Description
Is your feature request related to a problem? Please describe
- When users create indices, they may choose to provide specific data types for fields (through mappings), such as date, scaled_float, etc. or for the documents they ingest, the field types may be auto-inferred using the dynamic mappings feature of OpenSearch.
- Users may associate analyzers and tokenizers with their fields which are then applied on the field values during indexing flow.
These features are helpful to tune what kind of output to get from the index in terms of query support, they may add extra processing to the cluster, which in turn may have unintended impact on performance. It would help to get visibility into the execution of these flows and measure their overhead, and determine performance impact due to these. It would also help users to see if they can change optimize mappings (e.g. text vs match_only_text vs keyword)/analysers (e.g. regex simplification, n-gram redcution)
With adding insights around mappings, analyzers, and tokenizers, we should be able to get a granular view around the time taken to perform various operations while trying to index a document. Request tracing, and newly added metrics framework provide a good interface to enable this, and adding observing decorators on top of this should help to solve for this.
Describe the solution you'd like
Use Telemetry framework to emit metrics. Few of the proposed metrics are (not exhaustive):
- Mapping Count by Data Type
- Analyzer Count
- Time taken by an analyzer implementation
Related component
Indexing:Performance
Describe alternatives you've considered
No response
Additional context
No response

* [Information provided]
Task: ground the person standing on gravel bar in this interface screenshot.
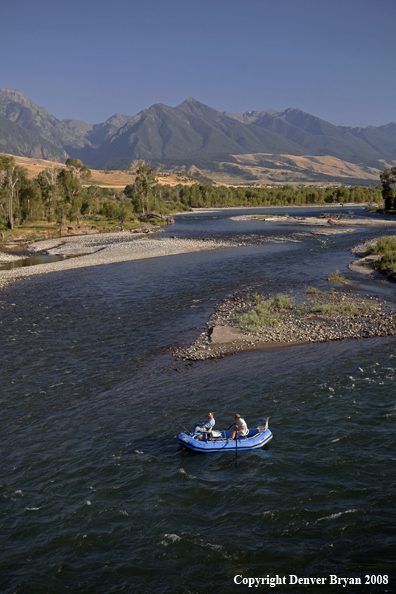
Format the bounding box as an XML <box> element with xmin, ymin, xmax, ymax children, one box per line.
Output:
<box><xmin>193</xmin><ymin>412</ymin><xmax>215</xmax><ymax>433</ymax></box>
<box><xmin>230</xmin><ymin>415</ymin><xmax>249</xmax><ymax>439</ymax></box>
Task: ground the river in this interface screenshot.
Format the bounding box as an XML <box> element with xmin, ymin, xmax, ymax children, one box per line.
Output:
<box><xmin>0</xmin><ymin>208</ymin><xmax>396</xmax><ymax>594</ymax></box>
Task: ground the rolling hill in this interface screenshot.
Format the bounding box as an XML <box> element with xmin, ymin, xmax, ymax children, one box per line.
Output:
<box><xmin>0</xmin><ymin>89</ymin><xmax>396</xmax><ymax>183</ymax></box>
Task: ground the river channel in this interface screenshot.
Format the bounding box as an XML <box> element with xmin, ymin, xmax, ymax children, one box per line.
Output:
<box><xmin>0</xmin><ymin>208</ymin><xmax>396</xmax><ymax>594</ymax></box>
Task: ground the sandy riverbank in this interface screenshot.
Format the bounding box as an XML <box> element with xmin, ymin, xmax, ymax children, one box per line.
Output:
<box><xmin>174</xmin><ymin>288</ymin><xmax>396</xmax><ymax>361</ymax></box>
<box><xmin>230</xmin><ymin>207</ymin><xmax>396</xmax><ymax>235</ymax></box>
<box><xmin>0</xmin><ymin>231</ymin><xmax>236</xmax><ymax>287</ymax></box>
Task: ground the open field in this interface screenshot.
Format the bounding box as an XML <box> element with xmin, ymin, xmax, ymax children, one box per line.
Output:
<box><xmin>5</xmin><ymin>153</ymin><xmax>396</xmax><ymax>189</ymax></box>
<box><xmin>3</xmin><ymin>155</ymin><xmax>217</xmax><ymax>189</ymax></box>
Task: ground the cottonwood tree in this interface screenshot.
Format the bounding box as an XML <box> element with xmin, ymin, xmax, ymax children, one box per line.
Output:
<box><xmin>0</xmin><ymin>155</ymin><xmax>27</xmax><ymax>229</ymax></box>
<box><xmin>134</xmin><ymin>160</ymin><xmax>157</xmax><ymax>214</ymax></box>
<box><xmin>37</xmin><ymin>165</ymin><xmax>60</xmax><ymax>222</ymax></box>
<box><xmin>380</xmin><ymin>167</ymin><xmax>396</xmax><ymax>210</ymax></box>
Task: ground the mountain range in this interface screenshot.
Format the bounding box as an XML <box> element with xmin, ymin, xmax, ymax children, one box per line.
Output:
<box><xmin>0</xmin><ymin>89</ymin><xmax>396</xmax><ymax>184</ymax></box>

* [Objective]
Repeat word for word the part of the OpenSearch feature request that opens with the words containing "With adding insights" and closes with "solve for this.".

* [Output of the exercise]
With adding insights around mappings, analyzers, and tokenizers, we should be able to get a granular view around the time taken to perform various operations while trying to index a document. Request tracing, and newly added metrics framework provide a good interface to enable this, and adding observing decorators on top of this should help to solve for this.